WHAT YOU NEED TO DO - Reproduce every record below verbatim.

--- START OF GIVEN INFORMATION ---

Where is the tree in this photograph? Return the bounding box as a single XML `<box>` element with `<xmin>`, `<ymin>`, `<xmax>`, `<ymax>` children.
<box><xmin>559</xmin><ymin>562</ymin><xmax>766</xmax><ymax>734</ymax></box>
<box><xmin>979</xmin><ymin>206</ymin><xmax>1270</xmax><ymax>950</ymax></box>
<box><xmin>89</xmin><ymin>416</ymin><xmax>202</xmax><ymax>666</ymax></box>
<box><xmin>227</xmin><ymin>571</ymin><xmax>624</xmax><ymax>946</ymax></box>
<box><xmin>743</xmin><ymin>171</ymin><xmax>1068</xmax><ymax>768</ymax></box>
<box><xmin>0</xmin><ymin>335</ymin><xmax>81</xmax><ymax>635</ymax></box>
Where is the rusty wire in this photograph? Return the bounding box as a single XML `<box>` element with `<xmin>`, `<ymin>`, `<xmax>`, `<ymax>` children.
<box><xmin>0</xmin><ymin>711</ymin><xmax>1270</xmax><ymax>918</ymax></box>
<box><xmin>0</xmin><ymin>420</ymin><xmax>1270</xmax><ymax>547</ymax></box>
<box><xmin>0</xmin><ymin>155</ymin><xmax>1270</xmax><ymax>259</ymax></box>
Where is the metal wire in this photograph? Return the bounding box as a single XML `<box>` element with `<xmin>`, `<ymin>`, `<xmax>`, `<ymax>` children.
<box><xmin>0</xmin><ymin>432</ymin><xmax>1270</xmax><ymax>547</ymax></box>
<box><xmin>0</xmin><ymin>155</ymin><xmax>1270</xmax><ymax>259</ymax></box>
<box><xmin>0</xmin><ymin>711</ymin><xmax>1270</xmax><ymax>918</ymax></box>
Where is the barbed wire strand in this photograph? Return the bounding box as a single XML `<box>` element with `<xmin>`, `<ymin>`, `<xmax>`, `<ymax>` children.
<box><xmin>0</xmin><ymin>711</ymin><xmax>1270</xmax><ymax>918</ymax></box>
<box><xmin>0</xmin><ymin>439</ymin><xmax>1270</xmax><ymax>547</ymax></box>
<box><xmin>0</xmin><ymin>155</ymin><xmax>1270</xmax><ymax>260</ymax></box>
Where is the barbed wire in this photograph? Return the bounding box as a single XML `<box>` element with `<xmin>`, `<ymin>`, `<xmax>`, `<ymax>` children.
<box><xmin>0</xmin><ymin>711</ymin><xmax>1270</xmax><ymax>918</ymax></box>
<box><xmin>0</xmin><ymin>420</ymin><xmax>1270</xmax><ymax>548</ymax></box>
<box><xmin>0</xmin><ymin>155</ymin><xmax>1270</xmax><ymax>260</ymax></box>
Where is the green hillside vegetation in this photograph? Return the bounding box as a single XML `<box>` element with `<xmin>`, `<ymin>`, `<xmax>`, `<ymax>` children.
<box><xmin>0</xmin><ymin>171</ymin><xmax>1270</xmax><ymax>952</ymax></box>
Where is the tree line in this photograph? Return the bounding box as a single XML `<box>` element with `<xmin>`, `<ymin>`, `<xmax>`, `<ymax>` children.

--- END OF GIVEN INFORMATION ---

THE ANSWER -
Where is the tree in this photograph? Return the bounding box as a single XML `<box>` element with `<xmin>`, `<ymin>`, `<xmax>`, `<ymax>` children.
<box><xmin>559</xmin><ymin>562</ymin><xmax>766</xmax><ymax>734</ymax></box>
<box><xmin>979</xmin><ymin>206</ymin><xmax>1270</xmax><ymax>950</ymax></box>
<box><xmin>89</xmin><ymin>416</ymin><xmax>202</xmax><ymax>666</ymax></box>
<box><xmin>227</xmin><ymin>571</ymin><xmax>624</xmax><ymax>946</ymax></box>
<box><xmin>743</xmin><ymin>171</ymin><xmax>1068</xmax><ymax>768</ymax></box>
<box><xmin>0</xmin><ymin>335</ymin><xmax>81</xmax><ymax>635</ymax></box>
Where is the rusty wire in this photograph? Return the bounding box as a single XML `<box>` element with `<xmin>`, `<ymin>`, `<xmax>`, `<ymax>` children.
<box><xmin>0</xmin><ymin>711</ymin><xmax>1270</xmax><ymax>918</ymax></box>
<box><xmin>0</xmin><ymin>420</ymin><xmax>1270</xmax><ymax>547</ymax></box>
<box><xmin>0</xmin><ymin>155</ymin><xmax>1270</xmax><ymax>259</ymax></box>
Where is the metal wire in this photograph? Return the bounding box as a single XML `<box>` element with `<xmin>`, `<ymin>`, `<xmax>`, `<ymax>` children.
<box><xmin>0</xmin><ymin>432</ymin><xmax>1270</xmax><ymax>547</ymax></box>
<box><xmin>0</xmin><ymin>155</ymin><xmax>1270</xmax><ymax>259</ymax></box>
<box><xmin>0</xmin><ymin>711</ymin><xmax>1270</xmax><ymax>918</ymax></box>
Where is the barbed wire strand in this photograph? Return the bounding box as a single XML `<box>` element with `<xmin>`, `<ymin>`, `<xmax>`, `<ymax>` children.
<box><xmin>0</xmin><ymin>711</ymin><xmax>1270</xmax><ymax>918</ymax></box>
<box><xmin>0</xmin><ymin>439</ymin><xmax>1270</xmax><ymax>547</ymax></box>
<box><xmin>0</xmin><ymin>155</ymin><xmax>1270</xmax><ymax>260</ymax></box>
Where is the barbed wire in this photograph? Return the bounding box as a single XML `<box>` element with `<xmin>`, `<ymin>`, `<xmax>`, `<ymax>` children.
<box><xmin>0</xmin><ymin>711</ymin><xmax>1270</xmax><ymax>918</ymax></box>
<box><xmin>0</xmin><ymin>420</ymin><xmax>1270</xmax><ymax>548</ymax></box>
<box><xmin>0</xmin><ymin>155</ymin><xmax>1270</xmax><ymax>260</ymax></box>
Where is the green hillside vegetation in this photograph? Return the bounding box as a single XML `<box>` element with `<xmin>`, `<ymin>`, `<xmax>`, `<ymax>` children.
<box><xmin>0</xmin><ymin>171</ymin><xmax>1270</xmax><ymax>952</ymax></box>
Where is the tree line in this photograph? Return the bounding box as a single XML `<box>` element with `<xmin>`, `<ymin>`, `<xmax>`, `<ymax>` children.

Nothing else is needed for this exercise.